TASK DETAILS >> Please output the line containing "Task: place one keypoint per instance of the combine" and all lines that follow it in the data below, exactly, with no pictures.

RECORDS FOR THE EXERCISE >>
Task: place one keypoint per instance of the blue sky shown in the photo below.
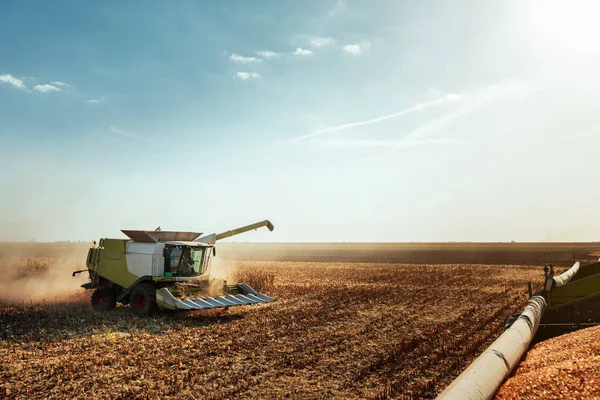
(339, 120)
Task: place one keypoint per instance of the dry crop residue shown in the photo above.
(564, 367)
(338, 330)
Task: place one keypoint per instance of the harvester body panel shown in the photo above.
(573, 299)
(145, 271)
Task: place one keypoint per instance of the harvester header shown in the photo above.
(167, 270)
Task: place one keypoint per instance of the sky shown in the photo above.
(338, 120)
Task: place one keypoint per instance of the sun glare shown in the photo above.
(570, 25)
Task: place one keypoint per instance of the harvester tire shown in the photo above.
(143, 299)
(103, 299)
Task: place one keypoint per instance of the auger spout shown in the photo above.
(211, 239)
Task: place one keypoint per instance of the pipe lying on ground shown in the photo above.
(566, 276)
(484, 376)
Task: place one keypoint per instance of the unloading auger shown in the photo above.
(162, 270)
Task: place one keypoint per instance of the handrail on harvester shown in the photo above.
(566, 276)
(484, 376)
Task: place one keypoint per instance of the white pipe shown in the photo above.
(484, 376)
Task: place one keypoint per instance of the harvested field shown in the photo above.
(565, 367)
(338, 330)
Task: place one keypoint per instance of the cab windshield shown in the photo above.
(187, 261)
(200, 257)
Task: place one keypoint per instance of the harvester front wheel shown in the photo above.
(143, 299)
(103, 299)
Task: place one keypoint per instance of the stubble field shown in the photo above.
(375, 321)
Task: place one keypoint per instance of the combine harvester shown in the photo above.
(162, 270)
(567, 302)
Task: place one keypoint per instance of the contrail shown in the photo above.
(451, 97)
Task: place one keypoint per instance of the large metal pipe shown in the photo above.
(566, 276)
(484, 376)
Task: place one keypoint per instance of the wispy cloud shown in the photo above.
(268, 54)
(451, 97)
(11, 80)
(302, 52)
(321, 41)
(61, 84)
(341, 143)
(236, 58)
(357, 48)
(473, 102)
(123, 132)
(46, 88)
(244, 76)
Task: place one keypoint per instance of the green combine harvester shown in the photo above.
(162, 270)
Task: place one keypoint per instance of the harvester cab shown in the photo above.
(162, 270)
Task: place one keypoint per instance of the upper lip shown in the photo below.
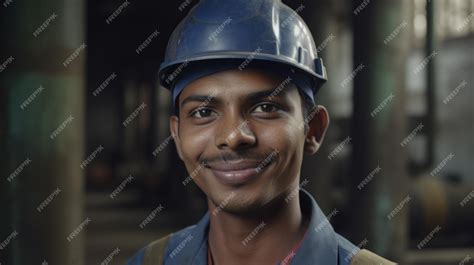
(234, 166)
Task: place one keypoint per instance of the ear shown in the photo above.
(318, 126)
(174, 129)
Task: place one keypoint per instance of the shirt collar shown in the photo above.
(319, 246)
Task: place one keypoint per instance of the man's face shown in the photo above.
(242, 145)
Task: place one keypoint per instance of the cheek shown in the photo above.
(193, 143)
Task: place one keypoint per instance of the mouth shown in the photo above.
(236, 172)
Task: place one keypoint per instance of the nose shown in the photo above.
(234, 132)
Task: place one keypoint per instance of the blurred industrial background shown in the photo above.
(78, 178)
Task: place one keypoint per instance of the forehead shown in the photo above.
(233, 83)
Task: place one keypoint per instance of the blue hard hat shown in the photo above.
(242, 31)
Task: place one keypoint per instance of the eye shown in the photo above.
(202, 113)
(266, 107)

ANSWER SPACE >>
Task: place one keypoint per instance of the combine harvester shown in the photo above.
(162, 270)
(567, 302)
Task: place one keypoint per instance of the contrail shown in the photo above.
(451, 97)
Task: place one keypoint per instance of the large metal pipe shown in the photo above.
(566, 276)
(484, 376)
Task: place one keypoint per instance of the wispy cloud shown in the photo above.
(268, 54)
(451, 97)
(11, 80)
(302, 52)
(321, 41)
(61, 84)
(341, 143)
(236, 58)
(357, 48)
(473, 102)
(123, 132)
(46, 88)
(244, 76)
Task: place one keypoint per instance of the green combine harvester shown in the photo above.
(162, 270)
Task: place one keypoint per instance of the harvester cab shown in the photo above.
(162, 270)
Task: place one keypoint per instance of the upper lip shown in the photo below.
(234, 166)
Task: place one keypoint per instance of the ear shown in the photo above.
(318, 126)
(174, 129)
Task: place one keypoint per instance of the shirt collar shown in the photo above.
(319, 246)
Task: place one keypoint per instance of the man's face shown in the photo above.
(242, 145)
Task: place one keypoint per instance of the cheek shown in the photo above.
(193, 143)
Task: place one keypoint per instance of the mouth shown in the photo above.
(236, 172)
Task: place one keypoint per instance of the nose shown in the photo above.
(234, 132)
Task: place one keypoint per instance of the blurred industrial background shown in the photo above.
(78, 178)
Task: place one keypoint per instance of the forehead shown in the photo above.
(233, 83)
Task: place one keypoint per instance of the blue hard hat shown in the photo above.
(242, 31)
Task: place one keypoint per instance of the eye shown in the photo above.
(202, 113)
(266, 107)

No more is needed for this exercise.